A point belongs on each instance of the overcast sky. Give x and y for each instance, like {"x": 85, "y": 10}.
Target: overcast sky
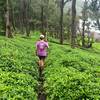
{"x": 79, "y": 4}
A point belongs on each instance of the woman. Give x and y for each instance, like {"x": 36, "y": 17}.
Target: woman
{"x": 41, "y": 52}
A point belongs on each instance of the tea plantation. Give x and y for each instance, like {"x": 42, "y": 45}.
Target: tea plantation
{"x": 70, "y": 74}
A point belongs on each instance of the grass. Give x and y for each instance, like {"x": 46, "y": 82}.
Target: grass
{"x": 70, "y": 74}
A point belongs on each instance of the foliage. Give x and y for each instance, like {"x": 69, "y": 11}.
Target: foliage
{"x": 18, "y": 69}
{"x": 72, "y": 74}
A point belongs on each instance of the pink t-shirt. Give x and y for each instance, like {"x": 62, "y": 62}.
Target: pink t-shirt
{"x": 41, "y": 48}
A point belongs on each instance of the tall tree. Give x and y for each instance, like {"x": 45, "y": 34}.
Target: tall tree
{"x": 95, "y": 11}
{"x": 7, "y": 16}
{"x": 62, "y": 4}
{"x": 73, "y": 26}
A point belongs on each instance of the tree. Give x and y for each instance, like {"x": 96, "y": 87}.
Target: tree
{"x": 73, "y": 26}
{"x": 95, "y": 11}
{"x": 8, "y": 23}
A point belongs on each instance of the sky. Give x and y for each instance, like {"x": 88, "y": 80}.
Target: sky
{"x": 79, "y": 4}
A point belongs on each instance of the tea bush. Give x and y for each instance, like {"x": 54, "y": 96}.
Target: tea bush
{"x": 72, "y": 74}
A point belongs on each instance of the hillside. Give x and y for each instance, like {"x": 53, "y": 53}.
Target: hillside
{"x": 70, "y": 74}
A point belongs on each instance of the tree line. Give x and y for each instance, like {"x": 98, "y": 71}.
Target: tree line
{"x": 52, "y": 16}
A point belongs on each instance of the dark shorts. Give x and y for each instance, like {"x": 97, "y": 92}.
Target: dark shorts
{"x": 42, "y": 57}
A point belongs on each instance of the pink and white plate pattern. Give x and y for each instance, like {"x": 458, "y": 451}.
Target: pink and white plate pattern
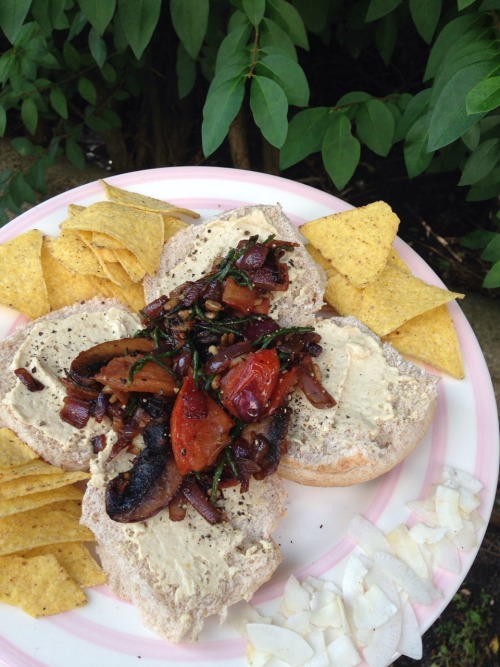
{"x": 464, "y": 434}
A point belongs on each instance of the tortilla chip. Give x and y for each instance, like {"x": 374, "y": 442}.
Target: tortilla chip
{"x": 357, "y": 242}
{"x": 75, "y": 559}
{"x": 339, "y": 292}
{"x": 65, "y": 287}
{"x": 397, "y": 297}
{"x": 395, "y": 259}
{"x": 431, "y": 337}
{"x": 45, "y": 525}
{"x": 143, "y": 202}
{"x": 142, "y": 232}
{"x": 131, "y": 266}
{"x": 39, "y": 586}
{"x": 33, "y": 500}
{"x": 106, "y": 255}
{"x": 22, "y": 286}
{"x": 70, "y": 250}
{"x": 34, "y": 467}
{"x": 36, "y": 483}
{"x": 99, "y": 240}
{"x": 13, "y": 451}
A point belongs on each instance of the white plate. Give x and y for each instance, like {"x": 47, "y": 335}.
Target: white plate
{"x": 464, "y": 434}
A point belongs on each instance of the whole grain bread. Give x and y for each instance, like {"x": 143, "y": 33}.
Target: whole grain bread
{"x": 199, "y": 573}
{"x": 76, "y": 457}
{"x": 295, "y": 307}
{"x": 350, "y": 450}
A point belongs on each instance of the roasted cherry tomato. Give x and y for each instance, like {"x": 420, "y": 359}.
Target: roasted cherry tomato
{"x": 247, "y": 387}
{"x": 244, "y": 299}
{"x": 199, "y": 428}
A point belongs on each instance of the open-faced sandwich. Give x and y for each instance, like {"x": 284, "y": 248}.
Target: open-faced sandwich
{"x": 188, "y": 413}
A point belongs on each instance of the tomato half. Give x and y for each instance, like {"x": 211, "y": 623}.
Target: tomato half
{"x": 247, "y": 387}
{"x": 199, "y": 428}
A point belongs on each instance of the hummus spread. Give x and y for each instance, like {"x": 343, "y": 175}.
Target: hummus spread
{"x": 215, "y": 240}
{"x": 190, "y": 557}
{"x": 356, "y": 373}
{"x": 47, "y": 353}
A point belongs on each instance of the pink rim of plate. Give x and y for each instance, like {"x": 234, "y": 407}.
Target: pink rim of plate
{"x": 486, "y": 422}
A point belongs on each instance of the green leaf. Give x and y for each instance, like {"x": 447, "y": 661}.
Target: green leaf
{"x": 417, "y": 157}
{"x": 78, "y": 24}
{"x": 58, "y": 102}
{"x": 477, "y": 239}
{"x": 305, "y": 135}
{"x": 375, "y": 126}
{"x": 272, "y": 35}
{"x": 472, "y": 137}
{"x": 97, "y": 47}
{"x": 234, "y": 42}
{"x": 3, "y": 120}
{"x": 484, "y": 97}
{"x": 480, "y": 162}
{"x": 492, "y": 278}
{"x": 186, "y": 72}
{"x": 98, "y": 12}
{"x": 24, "y": 147}
{"x": 190, "y": 21}
{"x": 288, "y": 18}
{"x": 269, "y": 108}
{"x": 379, "y": 8}
{"x": 447, "y": 38}
{"x": 340, "y": 150}
{"x": 449, "y": 118}
{"x": 221, "y": 106}
{"x": 254, "y": 9}
{"x": 109, "y": 74}
{"x": 87, "y": 90}
{"x": 139, "y": 19}
{"x": 463, "y": 53}
{"x": 21, "y": 191}
{"x": 492, "y": 251}
{"x": 74, "y": 153}
{"x": 425, "y": 15}
{"x": 289, "y": 75}
{"x": 29, "y": 114}
{"x": 12, "y": 15}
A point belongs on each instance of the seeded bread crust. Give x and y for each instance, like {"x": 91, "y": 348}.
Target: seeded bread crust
{"x": 77, "y": 457}
{"x": 304, "y": 297}
{"x": 343, "y": 459}
{"x": 164, "y": 609}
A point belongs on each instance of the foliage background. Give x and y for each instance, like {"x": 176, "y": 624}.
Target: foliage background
{"x": 293, "y": 87}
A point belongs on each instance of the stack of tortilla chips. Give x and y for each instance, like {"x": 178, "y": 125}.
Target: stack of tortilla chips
{"x": 367, "y": 279}
{"x": 44, "y": 563}
{"x": 104, "y": 249}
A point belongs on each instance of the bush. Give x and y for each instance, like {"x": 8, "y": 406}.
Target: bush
{"x": 155, "y": 79}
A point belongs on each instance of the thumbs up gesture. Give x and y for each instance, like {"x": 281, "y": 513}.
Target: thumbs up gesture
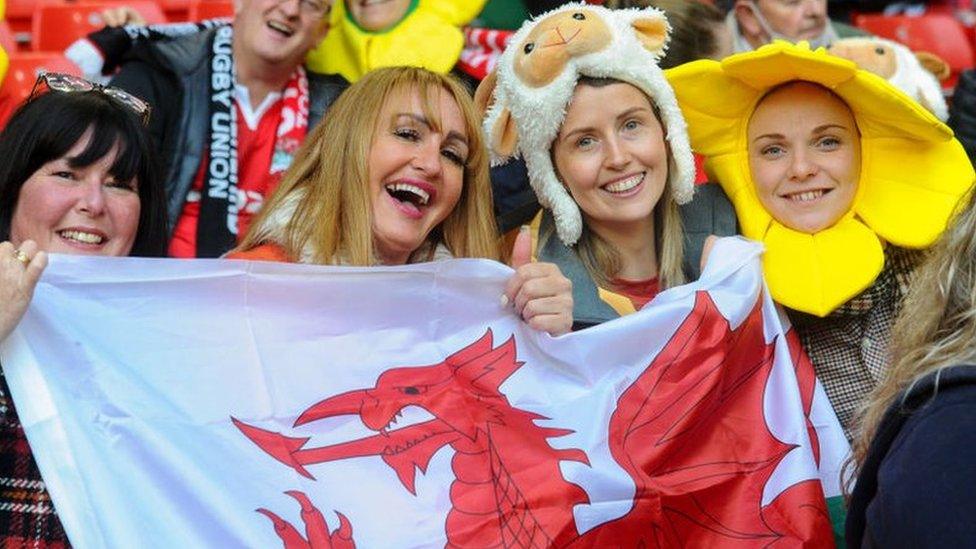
{"x": 541, "y": 295}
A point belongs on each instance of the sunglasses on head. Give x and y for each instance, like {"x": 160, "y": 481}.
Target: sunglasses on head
{"x": 68, "y": 83}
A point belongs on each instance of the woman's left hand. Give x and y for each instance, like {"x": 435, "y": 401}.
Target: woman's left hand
{"x": 541, "y": 295}
{"x": 19, "y": 271}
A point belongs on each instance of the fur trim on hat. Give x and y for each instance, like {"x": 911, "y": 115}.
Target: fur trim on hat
{"x": 526, "y": 97}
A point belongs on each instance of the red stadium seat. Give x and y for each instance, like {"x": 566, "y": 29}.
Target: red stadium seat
{"x": 177, "y": 11}
{"x": 7, "y": 38}
{"x": 19, "y": 15}
{"x": 55, "y": 27}
{"x": 210, "y": 9}
{"x": 21, "y": 75}
{"x": 937, "y": 33}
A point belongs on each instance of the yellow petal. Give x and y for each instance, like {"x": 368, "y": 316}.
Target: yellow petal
{"x": 818, "y": 273}
{"x": 910, "y": 199}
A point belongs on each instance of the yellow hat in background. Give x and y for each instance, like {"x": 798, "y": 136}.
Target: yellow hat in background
{"x": 913, "y": 172}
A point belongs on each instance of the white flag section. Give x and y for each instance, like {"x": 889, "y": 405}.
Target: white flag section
{"x": 228, "y": 403}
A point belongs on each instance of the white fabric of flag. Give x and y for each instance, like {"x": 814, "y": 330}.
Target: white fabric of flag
{"x": 167, "y": 401}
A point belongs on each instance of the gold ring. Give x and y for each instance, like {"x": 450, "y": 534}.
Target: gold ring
{"x": 22, "y": 257}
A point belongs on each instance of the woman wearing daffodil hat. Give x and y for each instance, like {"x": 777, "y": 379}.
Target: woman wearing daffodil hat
{"x": 842, "y": 177}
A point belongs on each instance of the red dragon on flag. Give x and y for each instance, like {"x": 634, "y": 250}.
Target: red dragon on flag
{"x": 690, "y": 432}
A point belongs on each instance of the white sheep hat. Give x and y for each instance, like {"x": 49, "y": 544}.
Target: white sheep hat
{"x": 523, "y": 117}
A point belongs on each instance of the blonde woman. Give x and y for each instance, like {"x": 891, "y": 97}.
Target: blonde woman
{"x": 914, "y": 443}
{"x": 398, "y": 174}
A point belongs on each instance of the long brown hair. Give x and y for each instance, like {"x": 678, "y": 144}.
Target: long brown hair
{"x": 323, "y": 200}
{"x": 937, "y": 325}
{"x": 601, "y": 258}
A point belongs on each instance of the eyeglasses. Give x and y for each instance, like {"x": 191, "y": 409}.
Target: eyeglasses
{"x": 68, "y": 83}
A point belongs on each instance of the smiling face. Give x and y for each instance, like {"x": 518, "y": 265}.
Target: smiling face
{"x": 80, "y": 210}
{"x": 611, "y": 155}
{"x": 804, "y": 156}
{"x": 281, "y": 31}
{"x": 795, "y": 19}
{"x": 377, "y": 15}
{"x": 415, "y": 169}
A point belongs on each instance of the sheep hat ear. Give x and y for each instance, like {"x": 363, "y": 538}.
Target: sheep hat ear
{"x": 526, "y": 100}
{"x": 502, "y": 134}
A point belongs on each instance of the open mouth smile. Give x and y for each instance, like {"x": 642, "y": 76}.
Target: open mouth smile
{"x": 805, "y": 196}
{"x": 411, "y": 197}
{"x": 281, "y": 28}
{"x": 82, "y": 237}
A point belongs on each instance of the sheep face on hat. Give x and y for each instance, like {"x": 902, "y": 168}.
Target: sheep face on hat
{"x": 526, "y": 97}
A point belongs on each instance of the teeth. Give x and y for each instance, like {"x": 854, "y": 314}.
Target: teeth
{"x": 413, "y": 189}
{"x": 806, "y": 196}
{"x": 279, "y": 27}
{"x": 625, "y": 185}
{"x": 86, "y": 238}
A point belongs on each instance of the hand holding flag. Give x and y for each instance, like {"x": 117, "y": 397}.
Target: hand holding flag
{"x": 542, "y": 296}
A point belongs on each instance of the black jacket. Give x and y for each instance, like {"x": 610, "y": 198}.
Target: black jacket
{"x": 962, "y": 112}
{"x": 917, "y": 486}
{"x": 173, "y": 76}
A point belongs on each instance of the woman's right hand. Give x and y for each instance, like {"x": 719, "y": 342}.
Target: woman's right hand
{"x": 17, "y": 282}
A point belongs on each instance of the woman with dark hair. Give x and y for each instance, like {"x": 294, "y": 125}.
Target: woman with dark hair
{"x": 78, "y": 177}
{"x": 913, "y": 446}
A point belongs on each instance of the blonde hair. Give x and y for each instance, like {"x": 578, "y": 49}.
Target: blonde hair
{"x": 324, "y": 194}
{"x": 937, "y": 325}
{"x": 601, "y": 258}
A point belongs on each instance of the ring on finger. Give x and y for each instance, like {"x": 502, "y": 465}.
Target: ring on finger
{"x": 22, "y": 256}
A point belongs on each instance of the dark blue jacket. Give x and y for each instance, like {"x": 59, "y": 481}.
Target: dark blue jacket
{"x": 917, "y": 487}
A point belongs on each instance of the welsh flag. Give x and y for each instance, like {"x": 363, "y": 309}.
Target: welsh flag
{"x": 226, "y": 403}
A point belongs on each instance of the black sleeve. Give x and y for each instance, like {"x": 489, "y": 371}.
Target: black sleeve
{"x": 925, "y": 496}
{"x": 146, "y": 82}
{"x": 962, "y": 112}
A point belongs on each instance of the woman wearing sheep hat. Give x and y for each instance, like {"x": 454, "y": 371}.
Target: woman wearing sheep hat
{"x": 843, "y": 178}
{"x": 579, "y": 95}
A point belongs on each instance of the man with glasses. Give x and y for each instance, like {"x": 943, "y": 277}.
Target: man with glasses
{"x": 754, "y": 23}
{"x": 230, "y": 106}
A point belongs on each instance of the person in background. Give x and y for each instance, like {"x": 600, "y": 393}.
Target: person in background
{"x": 231, "y": 105}
{"x": 409, "y": 183}
{"x": 843, "y": 178}
{"x": 698, "y": 31}
{"x": 913, "y": 448}
{"x": 754, "y": 23}
{"x": 79, "y": 178}
{"x": 367, "y": 35}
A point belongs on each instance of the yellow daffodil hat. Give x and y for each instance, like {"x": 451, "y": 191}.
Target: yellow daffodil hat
{"x": 913, "y": 171}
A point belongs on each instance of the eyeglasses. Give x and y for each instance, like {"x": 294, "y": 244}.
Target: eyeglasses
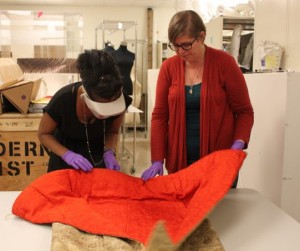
{"x": 184, "y": 46}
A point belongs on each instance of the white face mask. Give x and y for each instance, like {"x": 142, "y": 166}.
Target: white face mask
{"x": 105, "y": 110}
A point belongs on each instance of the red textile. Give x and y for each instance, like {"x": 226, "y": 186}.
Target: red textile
{"x": 107, "y": 202}
{"x": 226, "y": 110}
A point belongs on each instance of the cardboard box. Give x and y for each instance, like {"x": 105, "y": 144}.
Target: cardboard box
{"x": 15, "y": 92}
{"x": 22, "y": 157}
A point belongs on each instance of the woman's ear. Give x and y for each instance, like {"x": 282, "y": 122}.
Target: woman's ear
{"x": 202, "y": 35}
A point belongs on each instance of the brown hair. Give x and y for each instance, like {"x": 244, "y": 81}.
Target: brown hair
{"x": 186, "y": 22}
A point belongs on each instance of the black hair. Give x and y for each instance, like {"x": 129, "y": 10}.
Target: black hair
{"x": 100, "y": 74}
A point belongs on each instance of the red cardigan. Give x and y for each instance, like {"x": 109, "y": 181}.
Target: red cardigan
{"x": 226, "y": 111}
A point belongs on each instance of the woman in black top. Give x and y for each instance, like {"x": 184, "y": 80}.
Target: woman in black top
{"x": 81, "y": 123}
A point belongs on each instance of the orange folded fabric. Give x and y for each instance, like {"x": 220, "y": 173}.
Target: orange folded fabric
{"x": 112, "y": 203}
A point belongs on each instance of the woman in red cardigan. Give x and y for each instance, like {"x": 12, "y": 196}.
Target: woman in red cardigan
{"x": 202, "y": 101}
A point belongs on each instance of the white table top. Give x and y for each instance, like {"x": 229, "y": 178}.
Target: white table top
{"x": 244, "y": 221}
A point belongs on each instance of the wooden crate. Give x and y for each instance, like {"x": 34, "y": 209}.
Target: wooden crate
{"x": 22, "y": 158}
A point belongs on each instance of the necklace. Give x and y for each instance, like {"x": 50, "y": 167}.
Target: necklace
{"x": 87, "y": 138}
{"x": 191, "y": 83}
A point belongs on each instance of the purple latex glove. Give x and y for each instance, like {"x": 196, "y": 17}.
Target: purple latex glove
{"x": 238, "y": 145}
{"x": 153, "y": 170}
{"x": 77, "y": 161}
{"x": 110, "y": 160}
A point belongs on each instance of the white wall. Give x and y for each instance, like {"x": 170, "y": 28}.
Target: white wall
{"x": 93, "y": 16}
{"x": 277, "y": 20}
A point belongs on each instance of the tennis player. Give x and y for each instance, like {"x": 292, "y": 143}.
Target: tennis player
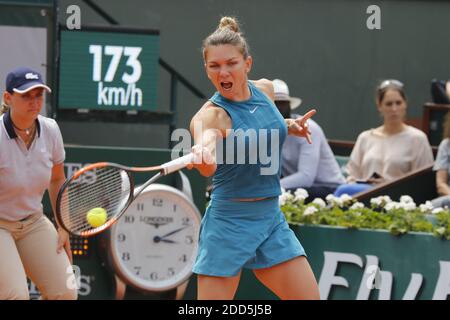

· · · ·

> **SET EXERCISE**
Please return each line of the listing above that contains the word "daffodil", copied in full. The match is case-sensitive.

> **OUTPUT FOR THIS TASK**
A point belongs on each instance of the woman wearing daffodil hat. Give x and y for each instance, like {"x": 777, "y": 379}.
Target: woman wearing daffodil hat
A point belongs on each instance of the yellow daffodil hat. Give x and y for each instance, like {"x": 451, "y": 191}.
Target: yellow daffodil hat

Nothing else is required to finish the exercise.